Building an Ongoing Case For A New Wall in Mortgage Rates

We’ve spoken in the past about “walls” that crop up in the course of Mortgage Rate movements.  We’re now seeing a similar case for 4.25% as it continues to insulate borrowers from higher rates even during the recent (October) weakness in mortgage rates.  It looked at risk as we took somewhat of a beating
yesterday but markets were able to undo a reasonable amount of that damage today.  Rates aren’t quite as good as they were on
Wednesday afternoon, but after yesterday’s drama, it’s a relief to merely be
improved.

Best-Execution won’t necessarily
have improved for every scenario, but at the very least, you should see a
reduction in closing costs if your note rate is unchanged today.  Lender offerings again became more stratified
as we start to push back from “the wall” at 4.25% 

Today’s Rates: 

  • BESTEXECUTION 30YR FIXED –   4.25% but more 4.125% today.
  • FHA/VA
    3.875%.  Some 3.75’s out there,
    fewer 4.0’s
  • 15 YEAR FIXED
    –  3.5-3.625%
  • 5 YEAR ARMS –  low
    3% range, huge variations from lender to lender.

Today’s Guidance: Yesterday we noted that lenders may not move rates much today
even if markets were active.  That was
indeed the case as 4.25% is still the prevalent Best-Execution rate even though
the secondary mortgage market erased yesterday’s losses.  Even so, the improvements seen today could
provide some much-needed relief  for
anyone who didn’t lock earlier in the week.

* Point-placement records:
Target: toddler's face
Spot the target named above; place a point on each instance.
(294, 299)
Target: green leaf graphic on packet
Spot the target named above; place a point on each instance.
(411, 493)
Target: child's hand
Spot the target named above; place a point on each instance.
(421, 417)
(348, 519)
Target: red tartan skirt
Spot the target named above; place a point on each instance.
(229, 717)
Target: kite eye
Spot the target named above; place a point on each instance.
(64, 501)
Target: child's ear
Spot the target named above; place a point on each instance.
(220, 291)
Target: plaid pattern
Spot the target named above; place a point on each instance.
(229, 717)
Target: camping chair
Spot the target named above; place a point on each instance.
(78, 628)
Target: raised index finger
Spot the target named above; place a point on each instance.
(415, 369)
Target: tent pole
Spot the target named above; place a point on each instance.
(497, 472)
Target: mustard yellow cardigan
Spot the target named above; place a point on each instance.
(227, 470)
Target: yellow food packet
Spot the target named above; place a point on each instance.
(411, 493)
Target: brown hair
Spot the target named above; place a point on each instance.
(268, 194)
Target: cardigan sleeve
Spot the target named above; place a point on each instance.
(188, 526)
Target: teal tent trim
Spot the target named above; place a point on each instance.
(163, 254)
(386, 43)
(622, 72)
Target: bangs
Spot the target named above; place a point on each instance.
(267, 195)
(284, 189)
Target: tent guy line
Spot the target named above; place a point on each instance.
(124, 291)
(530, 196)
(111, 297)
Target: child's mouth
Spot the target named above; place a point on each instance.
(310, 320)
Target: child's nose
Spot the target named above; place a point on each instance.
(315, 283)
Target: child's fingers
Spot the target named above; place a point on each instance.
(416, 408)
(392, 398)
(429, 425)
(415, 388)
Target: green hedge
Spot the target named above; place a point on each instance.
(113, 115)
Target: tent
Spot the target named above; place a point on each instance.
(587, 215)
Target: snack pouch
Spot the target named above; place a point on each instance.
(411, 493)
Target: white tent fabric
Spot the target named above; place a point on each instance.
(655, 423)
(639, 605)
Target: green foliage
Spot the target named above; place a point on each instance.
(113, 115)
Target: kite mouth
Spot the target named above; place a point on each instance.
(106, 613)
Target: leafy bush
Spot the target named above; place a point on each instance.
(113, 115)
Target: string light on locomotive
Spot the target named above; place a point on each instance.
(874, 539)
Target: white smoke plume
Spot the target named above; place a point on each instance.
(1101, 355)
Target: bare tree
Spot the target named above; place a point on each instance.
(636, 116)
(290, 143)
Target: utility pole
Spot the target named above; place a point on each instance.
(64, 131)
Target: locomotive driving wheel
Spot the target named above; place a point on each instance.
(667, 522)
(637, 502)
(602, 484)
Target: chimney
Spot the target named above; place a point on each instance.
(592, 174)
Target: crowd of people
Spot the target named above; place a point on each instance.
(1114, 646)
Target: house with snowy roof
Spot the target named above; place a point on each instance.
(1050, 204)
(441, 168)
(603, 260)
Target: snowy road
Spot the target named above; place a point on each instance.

* Stated exercise: Summarize the mortgage rates commentary in two sentences. Please leave the rows aside, since they play no part here.

* Exercise answer: Markets undid a reasonable amount of yesterday's damage, leaving mortgage rates improved though not quite as good as on Wednesday afternoon, while 4.25% keeps acting as a wall that insulates borrowers from higher rates. Lenders moved rates little, so 4.25% is still the prevalent Best-Execution rate, but borrowers should at least see reduced closing costs at an unchanged note rate, which could relieve anyone who didn't lock earlier in the week.